▶ [TEXTO PARA ANALIZAR]
Independientemente de lo de acuerdo o en desacuerdo que pueda estar con esta deriva de escritor-agitador batidora de conciencias, tengo que confesar que me da rabia que Cortázar esperase hasta tan tarde para decidirse a impartir clases magistrales. Todo el libro rezuma idealismo. Plena convicción de que la literatura puramente estética ya no basta: ”A nosotros, los escritores, si algo nos está dado -dentro de lo poco que nos está dado- es colaborar en lo que podemos llamar la revolución de adentro hacia afuera; es decir, dándole al lector el máximo de posibilidades de multiplicar su información…” Cortázar aceptó estas clases en los Estados Unidos imperialistas, que diría él, para contentar a su amigo, el escritor, historiador peruano y profesor en Berkeley Pepe Durand. Ese mismo año, por carta: “El departamento de español lamentará siempre haberme invitado; les dejé una imagen de rojo tal como la que se puede tener en los ambientes académicos de los USA…”
Pero no todo el libro es política.

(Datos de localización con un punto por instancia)
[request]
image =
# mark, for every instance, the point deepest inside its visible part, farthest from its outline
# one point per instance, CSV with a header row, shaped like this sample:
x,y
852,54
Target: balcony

--

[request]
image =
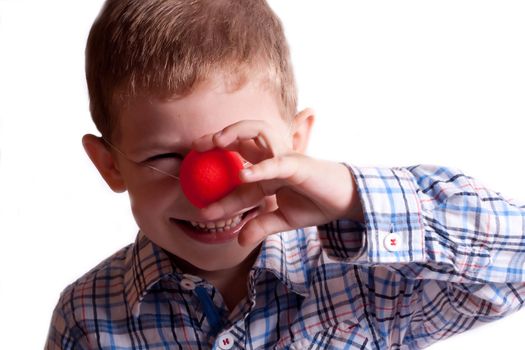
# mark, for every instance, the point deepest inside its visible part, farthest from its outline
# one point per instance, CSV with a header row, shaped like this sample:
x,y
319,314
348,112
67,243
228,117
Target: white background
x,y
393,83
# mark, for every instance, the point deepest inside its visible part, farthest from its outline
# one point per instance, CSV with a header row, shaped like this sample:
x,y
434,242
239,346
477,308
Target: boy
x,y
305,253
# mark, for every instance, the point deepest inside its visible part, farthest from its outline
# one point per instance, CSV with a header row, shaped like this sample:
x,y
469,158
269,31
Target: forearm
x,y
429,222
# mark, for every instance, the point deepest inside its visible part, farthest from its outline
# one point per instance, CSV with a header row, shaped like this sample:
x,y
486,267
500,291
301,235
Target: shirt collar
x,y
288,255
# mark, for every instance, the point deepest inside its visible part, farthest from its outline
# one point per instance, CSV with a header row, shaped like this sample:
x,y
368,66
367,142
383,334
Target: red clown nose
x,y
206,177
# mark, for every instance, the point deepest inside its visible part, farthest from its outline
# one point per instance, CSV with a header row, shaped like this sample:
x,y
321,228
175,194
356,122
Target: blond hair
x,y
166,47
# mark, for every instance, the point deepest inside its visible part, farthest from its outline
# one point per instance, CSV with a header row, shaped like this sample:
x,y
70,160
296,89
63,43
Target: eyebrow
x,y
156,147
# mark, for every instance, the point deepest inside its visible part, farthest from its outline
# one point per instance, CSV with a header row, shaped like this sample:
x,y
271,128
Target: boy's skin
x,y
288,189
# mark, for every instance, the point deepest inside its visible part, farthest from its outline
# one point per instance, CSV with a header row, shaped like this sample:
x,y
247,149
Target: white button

▶ [EN QUÉ CONSISTE] Escribe la continuación del texto sobre las clases de Cortázar a partir de su última frase. Las entradas son un material independiente del texto.

▶ [RESPUESTA]
También es pura confesión. El testimonio de un sexagenario que, a cuatro años de la muerte, trata como buenamente puede de compartir lo aprendido, pasar el testigo, las herramientas, a una generación venidera de la que espera, dice “que salgan muchos escritores”. Siento la extensión de la cita. Pero es que ni se me ocurre la idea de quitarle una coma:
“Todo esto, como ven, es una penosa tentativa por explicar algo en el fondo inexplicable para mí. Lo que puedo decir como actor, como alguien que vive la experiencia de escribir es que en determinados momentos de la narración no me basta lo que me dan las posibilidades sintácticas de la prosa y del idioma; no me basta explicar y decir: tengo que decirlo de una cierta manera que viene ya un poco dicha no en mi pensamiento sino en mi intuición, muchas veces de una manera imperfecta e incorrecta desde el punto de vista de la sintaxis, de una manera que por ejemplo me lleva a no poner una come donde cualquiera que conozca bien la sintaxis y la prosodia la pondría porque es necesaria. Ni se me ocurre la idea de la coma, no la pongo”.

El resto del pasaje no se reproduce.